Nadie habría imaginado, en 2014, que la crisis de Ucrania entre Rusia, la Unión Europea (UE) y Estados Unidos evolucionaría hasta ser el Waterloo de Donald John Trump cinco años después. La disputa geopolítica entre Occidente y el Kremlin por ese país eslavo, el más poblado y atractivo mercado para la quebrada alianza europea, transitó del conflicto político-bélico a las sanciones contra Moscú, y hoy detona en un escándalo que amenaza con el juicio político al magnate.
Arrogante, el mandatario estadounidense maniobró ante Kiev para dejar fuera de la elección del 2020 a su rival demócrata, Joe Biden. Su error consistió en olvidar que la Comunidad de Inteligencia (CI) de su país no perdonó sus desaires y decidió divulgar su ilegal injerencia en otro Estado, de la mano de la mayoría demócrata en la Cámara de Representantes.
Un miembro de la CI reveló esa presión político-militar de Trump, quien retuvo 400 millones de dólares en ayuda militar para presionar a Ucrania a investigar –y, eventualmente publicar, cualquier anomalía– los negocios de Hunter, hijo del expresidente Biden en aquel país. A la par, denunció el encubrimiento de la Casa Blanca de ese hecho.
No es que a la clase política estadounidense le quite el sueño la abierta injerencia de la Casa Blanca en la política interna de terceros países, ésa ha sido la histórica actitud de la superpotencia militar mundial para lograr sus intereses. Lo que escaló la crisis es que trascendiera al mundo el rupestre modus operandi del Ejecutivo.
Y ésa fue la ansiada oportunidad de los demócratas para consumar su revancha política contra el republicano. Tras fracasar con su trama del Russiagate (la supuesta intervención rusa en la elección presidencial del 2016), jugaron en la Cámara de representantes hasta iniciar la investigación del juicio político (Impeachment). Sin embargo, será el Senado, con dominio republicano, el que decidirá.
Proceda o no el Impeachment, ese debate político en la superpotencia impacta en México y el mundo, pues coincide con dos momentos clave en nuestra relación bilateral. Uno, que presionado por la amenaza de Trump de imponer de aranceles exhorbitantes, el Gobierno Federal nos convirtió de facto en el “tercer país seguro” al trastocar drásticamente su política de apertura a la inmigración de Centroamérica, severos vetos bajo custodia de la Guardia Nacional. Y el otro, es el futuro del T-MEC; que en el mejor pronóstico sería confirmado por los demócratas o, en caso contrario, enrarecería más la relación justo en un año electoral cuando se anticipa la reelección del multimillonario neoyorquino.

* Conjunto de líneas
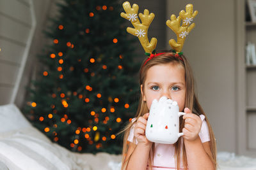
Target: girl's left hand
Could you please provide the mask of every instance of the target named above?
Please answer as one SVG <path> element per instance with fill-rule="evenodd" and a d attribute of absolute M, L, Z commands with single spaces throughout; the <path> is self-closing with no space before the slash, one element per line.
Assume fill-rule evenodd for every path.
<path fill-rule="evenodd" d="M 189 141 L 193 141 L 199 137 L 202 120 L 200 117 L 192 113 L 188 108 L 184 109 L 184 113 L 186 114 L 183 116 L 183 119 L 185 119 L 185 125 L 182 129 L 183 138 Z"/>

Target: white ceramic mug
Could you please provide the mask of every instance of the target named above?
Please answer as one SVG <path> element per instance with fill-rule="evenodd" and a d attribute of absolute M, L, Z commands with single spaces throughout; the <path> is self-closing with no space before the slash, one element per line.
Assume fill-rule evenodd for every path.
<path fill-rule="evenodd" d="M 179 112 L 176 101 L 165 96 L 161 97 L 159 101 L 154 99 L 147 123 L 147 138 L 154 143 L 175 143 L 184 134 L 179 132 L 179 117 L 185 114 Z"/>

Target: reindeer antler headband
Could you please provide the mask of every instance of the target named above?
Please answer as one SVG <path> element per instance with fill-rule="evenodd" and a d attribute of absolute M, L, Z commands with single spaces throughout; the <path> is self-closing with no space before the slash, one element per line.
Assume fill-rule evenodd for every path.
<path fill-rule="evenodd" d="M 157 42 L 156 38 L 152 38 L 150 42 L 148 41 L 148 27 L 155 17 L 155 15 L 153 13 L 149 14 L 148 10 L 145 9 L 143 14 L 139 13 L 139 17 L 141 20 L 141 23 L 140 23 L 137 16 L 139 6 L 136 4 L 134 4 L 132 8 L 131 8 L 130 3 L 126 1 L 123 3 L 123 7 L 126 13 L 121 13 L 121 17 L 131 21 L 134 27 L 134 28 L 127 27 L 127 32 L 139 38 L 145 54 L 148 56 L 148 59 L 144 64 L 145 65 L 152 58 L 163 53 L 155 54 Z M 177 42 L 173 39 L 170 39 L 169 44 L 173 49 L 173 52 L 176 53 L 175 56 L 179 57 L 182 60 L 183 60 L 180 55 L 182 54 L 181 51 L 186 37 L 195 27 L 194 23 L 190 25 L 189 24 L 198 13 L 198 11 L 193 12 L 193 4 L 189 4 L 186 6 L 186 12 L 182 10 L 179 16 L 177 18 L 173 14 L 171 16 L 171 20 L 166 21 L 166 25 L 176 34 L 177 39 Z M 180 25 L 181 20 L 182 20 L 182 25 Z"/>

* Tarea A
Según el artículo sobre el juicio político a Trump, ¿por qué ese debate repercute en México? Responde en una a tres oraciones.
* Tarea B
Transcribe del artículo sobre el juicio político a Trump el tramo que va desde "Y ésa fue la" hasta "el que decidirá.".

* Respuesta escrita A
Repercute porque coincide con dos momentos clave de la relación bilateral. Uno es la conversión de facto de México en "tercer país seguro" tras la amenaza de Trump de imponer aranceles. El otro es el futuro del T-MEC, que los demócratas podrían confirmar o que, en caso contrario, enrarecería más la relación en un año electoral.

* Respuesta escrita B
Y ésa fue la ansiada oportunidad de los demócratas para consumar su revancha política contra el republicano. Tras fracasar con su trama del Russiagate (la supuesta intervención rusa en la elección presidencial del 2016), jugaron en la Cámara de representantes hasta iniciar la investigación del juicio político (Impeachment). Sin embargo, será el Senado, con dominio republicano, el que decidirá.